● **Study text**:
Young Toerless begins with a quote from Maeterlinck, who was an avowed influence on Musil, but one that he later appeared to discount. In The Man Without Qualities, there is a half-sneering reference to “Maeterlinck’s batik-wrapped metaphysics.” What Musil quotes is one of Maeterlinck’s typically mystical statements about the ineffability of the noumenal; i.e., that there is an objective, external indisputable world about which our words are unsatisfactory approximations:
As soon as we put something into words, we devalue it in a strange way…We delude ourselves that we have discovered a wonderful treasure trove, and when we return to the light of day we find that we have brought back only false stones and shards of glass; and yet the treasure goes on glimmering in the dark, unaltered.
Later, Musil seemed to discount the purely objective nature of the noumenal and weighed words and objects more equivocally. There were problems in mapping, but one did not have such high precedence over the other. Rather, it was the illusion of the noumenal that led people like Oswald Spengler down some dark paths.
Yet Toerless would appear to buy into it. The story is a fairly explicit tale of the torture and torment, sexual and otherwise, of one German boarding school boy by three others. The philosophy is nascent, but more on that later. Maeterlinck’s statement, though, doesn’t map too clearly onto any of the low-grade (by Musil’s standards, anyway) philosophical discourse, nor onto the eventual mental breakdowns of the victim (Basini) and Toerless, one of his torturers. It maps most clearly onto a process of autobiographical remembrance.

● **Work task A**:
In the passage on Young Toerless, whose quote opens the novel?
● **Work task B**:
Please reproduce the stretch of the passage on Young Toerless from "Young Toerless begins" through "the dark, unaltered.", word for word.
● **Work task C**:
Pick up the passage on Young Toerless after its final sentence and keep writing it.

● **Given data**:

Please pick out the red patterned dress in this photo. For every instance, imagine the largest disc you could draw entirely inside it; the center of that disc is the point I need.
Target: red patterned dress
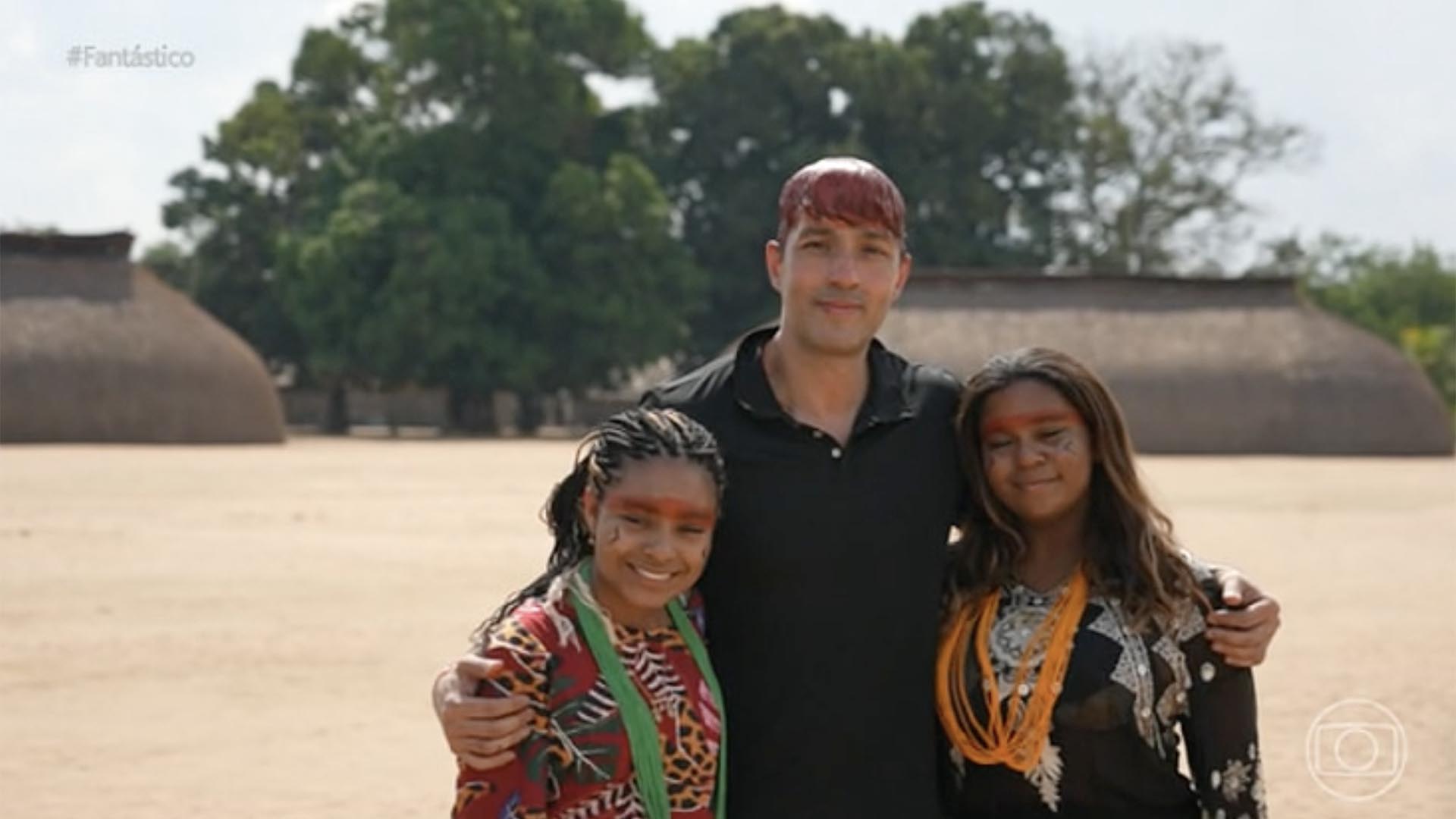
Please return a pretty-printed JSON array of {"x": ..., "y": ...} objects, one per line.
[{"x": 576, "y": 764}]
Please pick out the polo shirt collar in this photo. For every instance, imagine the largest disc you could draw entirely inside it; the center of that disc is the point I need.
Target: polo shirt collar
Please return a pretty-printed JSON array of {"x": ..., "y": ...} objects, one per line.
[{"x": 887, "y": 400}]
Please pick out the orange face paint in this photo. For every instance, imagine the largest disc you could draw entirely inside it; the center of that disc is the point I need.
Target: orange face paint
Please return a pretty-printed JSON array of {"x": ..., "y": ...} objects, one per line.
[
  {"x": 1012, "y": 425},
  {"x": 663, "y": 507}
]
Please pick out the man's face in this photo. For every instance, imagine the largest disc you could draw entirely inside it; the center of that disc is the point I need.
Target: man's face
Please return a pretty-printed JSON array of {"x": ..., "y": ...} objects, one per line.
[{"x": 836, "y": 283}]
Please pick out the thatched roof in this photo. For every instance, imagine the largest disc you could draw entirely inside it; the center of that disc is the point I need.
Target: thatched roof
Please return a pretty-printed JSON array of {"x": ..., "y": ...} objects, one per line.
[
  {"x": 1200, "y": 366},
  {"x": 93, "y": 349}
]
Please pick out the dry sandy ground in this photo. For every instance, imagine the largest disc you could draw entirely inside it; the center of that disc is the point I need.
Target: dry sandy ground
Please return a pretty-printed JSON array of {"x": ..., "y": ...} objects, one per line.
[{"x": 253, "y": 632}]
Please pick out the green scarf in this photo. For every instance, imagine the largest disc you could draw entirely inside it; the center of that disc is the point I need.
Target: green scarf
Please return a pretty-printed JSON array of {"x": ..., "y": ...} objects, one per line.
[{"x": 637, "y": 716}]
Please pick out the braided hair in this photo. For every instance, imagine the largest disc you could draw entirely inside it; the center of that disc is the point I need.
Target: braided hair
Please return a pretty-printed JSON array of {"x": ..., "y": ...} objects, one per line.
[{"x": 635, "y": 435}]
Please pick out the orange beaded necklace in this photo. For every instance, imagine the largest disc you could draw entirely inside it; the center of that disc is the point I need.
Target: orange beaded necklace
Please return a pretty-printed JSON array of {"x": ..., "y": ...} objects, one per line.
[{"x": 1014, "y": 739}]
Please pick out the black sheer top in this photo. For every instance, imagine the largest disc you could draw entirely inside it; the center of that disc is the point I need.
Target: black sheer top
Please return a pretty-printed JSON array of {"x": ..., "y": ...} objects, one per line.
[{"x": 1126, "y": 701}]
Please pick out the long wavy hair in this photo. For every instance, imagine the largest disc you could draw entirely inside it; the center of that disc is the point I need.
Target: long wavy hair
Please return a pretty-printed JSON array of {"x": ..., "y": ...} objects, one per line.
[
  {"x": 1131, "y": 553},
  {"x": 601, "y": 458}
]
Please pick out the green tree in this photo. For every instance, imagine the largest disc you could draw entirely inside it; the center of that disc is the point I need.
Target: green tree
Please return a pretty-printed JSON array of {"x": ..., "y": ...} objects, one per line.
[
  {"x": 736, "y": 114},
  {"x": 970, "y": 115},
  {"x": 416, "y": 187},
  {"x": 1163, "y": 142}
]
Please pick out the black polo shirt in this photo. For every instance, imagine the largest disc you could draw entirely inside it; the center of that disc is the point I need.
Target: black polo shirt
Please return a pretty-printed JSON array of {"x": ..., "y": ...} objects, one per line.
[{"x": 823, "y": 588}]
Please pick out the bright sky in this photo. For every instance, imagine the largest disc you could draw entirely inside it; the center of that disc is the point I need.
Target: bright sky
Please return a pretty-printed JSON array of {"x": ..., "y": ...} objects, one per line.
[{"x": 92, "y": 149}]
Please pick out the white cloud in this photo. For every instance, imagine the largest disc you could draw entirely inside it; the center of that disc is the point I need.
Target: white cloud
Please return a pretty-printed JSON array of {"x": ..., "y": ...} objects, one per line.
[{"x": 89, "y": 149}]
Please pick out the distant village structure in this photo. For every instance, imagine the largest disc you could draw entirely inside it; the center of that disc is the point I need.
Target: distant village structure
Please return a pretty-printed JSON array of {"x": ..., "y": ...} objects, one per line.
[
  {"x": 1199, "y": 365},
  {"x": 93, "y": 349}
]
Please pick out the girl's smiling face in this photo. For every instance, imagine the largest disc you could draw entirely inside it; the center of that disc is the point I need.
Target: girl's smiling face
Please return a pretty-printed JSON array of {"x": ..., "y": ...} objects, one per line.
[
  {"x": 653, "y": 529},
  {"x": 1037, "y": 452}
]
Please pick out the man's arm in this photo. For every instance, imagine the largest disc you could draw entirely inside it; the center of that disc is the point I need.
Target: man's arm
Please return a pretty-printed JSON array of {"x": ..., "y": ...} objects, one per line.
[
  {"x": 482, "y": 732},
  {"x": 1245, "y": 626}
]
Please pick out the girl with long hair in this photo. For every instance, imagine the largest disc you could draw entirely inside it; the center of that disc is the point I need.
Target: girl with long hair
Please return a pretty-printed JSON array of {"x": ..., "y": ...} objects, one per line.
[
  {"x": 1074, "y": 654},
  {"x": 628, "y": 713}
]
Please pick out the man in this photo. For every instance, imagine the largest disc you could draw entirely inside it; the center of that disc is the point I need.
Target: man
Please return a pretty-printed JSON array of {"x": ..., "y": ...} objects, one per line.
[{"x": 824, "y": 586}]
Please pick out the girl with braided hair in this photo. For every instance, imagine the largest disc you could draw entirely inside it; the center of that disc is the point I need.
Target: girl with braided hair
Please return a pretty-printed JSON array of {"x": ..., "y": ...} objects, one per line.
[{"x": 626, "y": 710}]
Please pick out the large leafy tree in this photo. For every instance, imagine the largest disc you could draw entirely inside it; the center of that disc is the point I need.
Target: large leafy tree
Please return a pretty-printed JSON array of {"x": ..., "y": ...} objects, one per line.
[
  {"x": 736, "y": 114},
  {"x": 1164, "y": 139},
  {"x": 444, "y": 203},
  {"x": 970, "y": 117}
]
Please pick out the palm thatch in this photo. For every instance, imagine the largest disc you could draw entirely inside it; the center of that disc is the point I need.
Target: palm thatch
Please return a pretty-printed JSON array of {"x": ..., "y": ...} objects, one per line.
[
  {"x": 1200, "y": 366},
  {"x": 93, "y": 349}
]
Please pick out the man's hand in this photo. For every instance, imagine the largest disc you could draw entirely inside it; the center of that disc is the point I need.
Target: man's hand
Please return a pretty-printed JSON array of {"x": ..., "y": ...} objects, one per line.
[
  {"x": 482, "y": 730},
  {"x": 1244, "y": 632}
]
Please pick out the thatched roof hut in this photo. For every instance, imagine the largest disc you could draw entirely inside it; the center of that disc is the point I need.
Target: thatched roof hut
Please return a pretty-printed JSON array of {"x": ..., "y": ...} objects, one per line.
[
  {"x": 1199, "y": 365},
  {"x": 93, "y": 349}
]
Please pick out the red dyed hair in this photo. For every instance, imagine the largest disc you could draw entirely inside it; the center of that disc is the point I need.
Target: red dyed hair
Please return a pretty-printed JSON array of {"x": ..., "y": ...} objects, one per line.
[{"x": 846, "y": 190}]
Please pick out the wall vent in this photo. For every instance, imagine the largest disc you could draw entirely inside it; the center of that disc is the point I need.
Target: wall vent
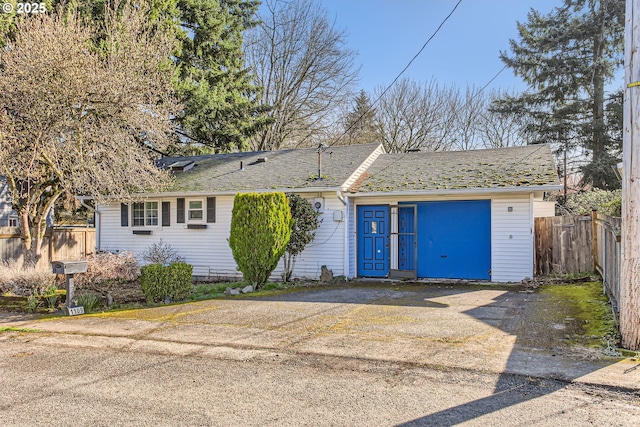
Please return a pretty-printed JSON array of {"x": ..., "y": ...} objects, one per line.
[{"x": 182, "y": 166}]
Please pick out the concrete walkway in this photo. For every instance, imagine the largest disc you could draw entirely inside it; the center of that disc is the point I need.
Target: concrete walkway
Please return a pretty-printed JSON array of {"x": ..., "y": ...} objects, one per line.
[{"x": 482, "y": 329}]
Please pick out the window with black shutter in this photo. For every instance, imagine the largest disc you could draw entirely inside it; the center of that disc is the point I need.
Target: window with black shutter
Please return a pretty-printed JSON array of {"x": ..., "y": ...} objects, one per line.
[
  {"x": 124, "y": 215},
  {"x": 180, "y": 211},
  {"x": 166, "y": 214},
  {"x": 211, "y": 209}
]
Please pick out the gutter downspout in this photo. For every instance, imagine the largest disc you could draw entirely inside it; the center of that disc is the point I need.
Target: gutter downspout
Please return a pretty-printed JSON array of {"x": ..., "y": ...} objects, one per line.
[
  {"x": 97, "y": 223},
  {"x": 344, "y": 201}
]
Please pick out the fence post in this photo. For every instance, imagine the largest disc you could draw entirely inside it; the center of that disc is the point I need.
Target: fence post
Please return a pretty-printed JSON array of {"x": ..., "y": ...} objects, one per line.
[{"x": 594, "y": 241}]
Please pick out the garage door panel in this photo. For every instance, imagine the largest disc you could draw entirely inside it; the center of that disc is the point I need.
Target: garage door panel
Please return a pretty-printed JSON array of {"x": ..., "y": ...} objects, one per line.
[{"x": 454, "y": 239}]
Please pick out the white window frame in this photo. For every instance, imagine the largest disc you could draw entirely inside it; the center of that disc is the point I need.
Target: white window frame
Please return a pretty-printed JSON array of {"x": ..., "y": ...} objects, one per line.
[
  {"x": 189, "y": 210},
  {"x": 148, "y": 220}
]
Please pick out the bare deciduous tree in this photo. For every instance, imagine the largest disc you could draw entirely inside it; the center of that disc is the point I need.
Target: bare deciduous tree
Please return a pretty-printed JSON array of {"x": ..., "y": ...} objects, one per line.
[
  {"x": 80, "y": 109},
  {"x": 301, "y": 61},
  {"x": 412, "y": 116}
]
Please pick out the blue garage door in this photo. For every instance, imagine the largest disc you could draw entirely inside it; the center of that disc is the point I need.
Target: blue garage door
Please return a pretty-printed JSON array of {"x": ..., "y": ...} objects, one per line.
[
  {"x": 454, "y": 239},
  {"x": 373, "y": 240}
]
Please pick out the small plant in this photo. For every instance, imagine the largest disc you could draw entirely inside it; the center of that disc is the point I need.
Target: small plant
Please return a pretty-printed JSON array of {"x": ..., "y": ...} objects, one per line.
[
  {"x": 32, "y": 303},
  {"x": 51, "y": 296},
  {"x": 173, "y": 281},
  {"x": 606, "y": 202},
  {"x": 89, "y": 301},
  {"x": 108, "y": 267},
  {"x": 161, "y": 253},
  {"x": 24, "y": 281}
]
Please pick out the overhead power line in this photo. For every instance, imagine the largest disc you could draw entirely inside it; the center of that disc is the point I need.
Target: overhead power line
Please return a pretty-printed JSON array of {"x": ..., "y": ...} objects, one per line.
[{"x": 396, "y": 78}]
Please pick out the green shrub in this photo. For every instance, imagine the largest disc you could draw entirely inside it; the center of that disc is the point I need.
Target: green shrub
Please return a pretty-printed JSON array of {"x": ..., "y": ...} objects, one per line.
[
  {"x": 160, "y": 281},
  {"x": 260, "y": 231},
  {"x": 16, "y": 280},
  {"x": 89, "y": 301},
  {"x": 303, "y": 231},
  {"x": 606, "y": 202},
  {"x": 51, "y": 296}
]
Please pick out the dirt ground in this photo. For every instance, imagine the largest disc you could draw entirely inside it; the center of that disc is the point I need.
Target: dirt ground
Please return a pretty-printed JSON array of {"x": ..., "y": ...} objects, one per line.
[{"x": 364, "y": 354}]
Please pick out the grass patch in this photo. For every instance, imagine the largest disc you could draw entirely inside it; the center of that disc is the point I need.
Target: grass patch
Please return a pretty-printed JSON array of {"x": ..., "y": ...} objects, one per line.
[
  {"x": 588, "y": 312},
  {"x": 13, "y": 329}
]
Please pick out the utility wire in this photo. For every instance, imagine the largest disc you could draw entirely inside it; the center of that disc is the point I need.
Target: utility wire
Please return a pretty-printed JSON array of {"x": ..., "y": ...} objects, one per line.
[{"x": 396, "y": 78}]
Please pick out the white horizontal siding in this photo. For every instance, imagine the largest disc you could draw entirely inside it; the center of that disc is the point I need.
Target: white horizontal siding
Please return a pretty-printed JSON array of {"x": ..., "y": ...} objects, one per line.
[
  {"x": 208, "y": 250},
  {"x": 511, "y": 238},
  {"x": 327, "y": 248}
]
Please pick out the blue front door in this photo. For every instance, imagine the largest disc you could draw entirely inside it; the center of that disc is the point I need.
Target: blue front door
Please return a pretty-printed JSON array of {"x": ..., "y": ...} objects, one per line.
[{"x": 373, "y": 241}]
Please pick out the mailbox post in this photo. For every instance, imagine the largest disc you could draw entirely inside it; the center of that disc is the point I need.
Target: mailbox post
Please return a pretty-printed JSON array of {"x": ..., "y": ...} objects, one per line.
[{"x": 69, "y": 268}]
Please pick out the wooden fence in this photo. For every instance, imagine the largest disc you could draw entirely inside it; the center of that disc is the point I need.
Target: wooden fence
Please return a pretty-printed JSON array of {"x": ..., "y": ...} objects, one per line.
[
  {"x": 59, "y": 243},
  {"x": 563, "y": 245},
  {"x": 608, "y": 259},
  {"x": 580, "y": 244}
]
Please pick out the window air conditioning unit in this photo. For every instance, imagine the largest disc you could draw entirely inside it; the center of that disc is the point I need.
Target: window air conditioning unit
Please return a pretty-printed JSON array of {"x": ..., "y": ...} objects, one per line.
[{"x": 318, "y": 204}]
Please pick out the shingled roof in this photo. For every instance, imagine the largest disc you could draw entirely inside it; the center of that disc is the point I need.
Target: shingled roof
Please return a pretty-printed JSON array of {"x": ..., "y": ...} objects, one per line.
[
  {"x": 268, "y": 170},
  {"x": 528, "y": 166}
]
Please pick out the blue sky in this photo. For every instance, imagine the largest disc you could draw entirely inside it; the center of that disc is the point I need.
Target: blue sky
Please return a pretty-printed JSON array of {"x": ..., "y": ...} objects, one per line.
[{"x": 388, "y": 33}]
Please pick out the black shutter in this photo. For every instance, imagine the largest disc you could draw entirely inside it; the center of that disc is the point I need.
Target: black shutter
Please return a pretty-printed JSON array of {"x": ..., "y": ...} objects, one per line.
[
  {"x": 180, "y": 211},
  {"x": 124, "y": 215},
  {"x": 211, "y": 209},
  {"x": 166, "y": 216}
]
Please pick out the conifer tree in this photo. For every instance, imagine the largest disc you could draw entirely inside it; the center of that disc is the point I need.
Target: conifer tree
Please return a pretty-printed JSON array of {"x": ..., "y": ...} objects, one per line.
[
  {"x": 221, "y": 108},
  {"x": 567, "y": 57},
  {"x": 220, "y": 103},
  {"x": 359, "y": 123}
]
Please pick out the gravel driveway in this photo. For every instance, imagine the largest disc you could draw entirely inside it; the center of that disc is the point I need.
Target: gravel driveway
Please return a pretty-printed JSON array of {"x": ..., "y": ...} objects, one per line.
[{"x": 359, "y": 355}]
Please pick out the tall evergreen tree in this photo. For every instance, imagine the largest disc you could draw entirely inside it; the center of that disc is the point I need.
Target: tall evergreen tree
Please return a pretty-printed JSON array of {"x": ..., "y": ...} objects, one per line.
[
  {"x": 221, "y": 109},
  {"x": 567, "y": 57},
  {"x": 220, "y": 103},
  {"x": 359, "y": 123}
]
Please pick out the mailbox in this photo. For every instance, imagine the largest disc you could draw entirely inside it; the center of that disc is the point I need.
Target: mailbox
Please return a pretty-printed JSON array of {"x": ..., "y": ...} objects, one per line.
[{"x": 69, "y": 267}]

● **Answer area A**:
Maeterlinck's.

● **Answer area B**:
Young Toerless begins with a quote from Maeterlinck, who was an avowed influence on Musil, but one that he later appeared to discount. In The Man Without Qualities, there is a half-sneering reference to “Maeterlinck’s batik-wrapped metaphysics.” What Musil quotes is one of Maeterlinck’s typically mystical statements about the ineffability of the noumenal; i.e., that there is an objective, external indisputable world about which our words are unsatisfactory approximations:
As soon as we put something into words, we devalue it in a strange way…We delude ourselves that we have discovered a wonderful treasure trove, and when we return to the light of day we find that we have brought back only false stones and shards of glass; and yet the treasure goes on glimmering in the dark, unaltered.

● **Answer area C**:
Musil explicitly denied the autobiographical content of the story. The boarding school background matched his very closely, and J.M. Coetzee claims that specific models for each character are known. I don’t know, but it’s not crucial that the facts or the characters have real-life equivalents. Dennis Potter said of The Singing Detective, “Just because the disease [psoriasis] is mine, and just because the childhood background is mine, doesn’t make it autobiographical.” His statement is unconvincing not because the work is imaginary, but because a certain level of experiential overlap, the question is no longer meaningful. Characters cannot run so free when imprisoned in an environment that is more remembered than imagined.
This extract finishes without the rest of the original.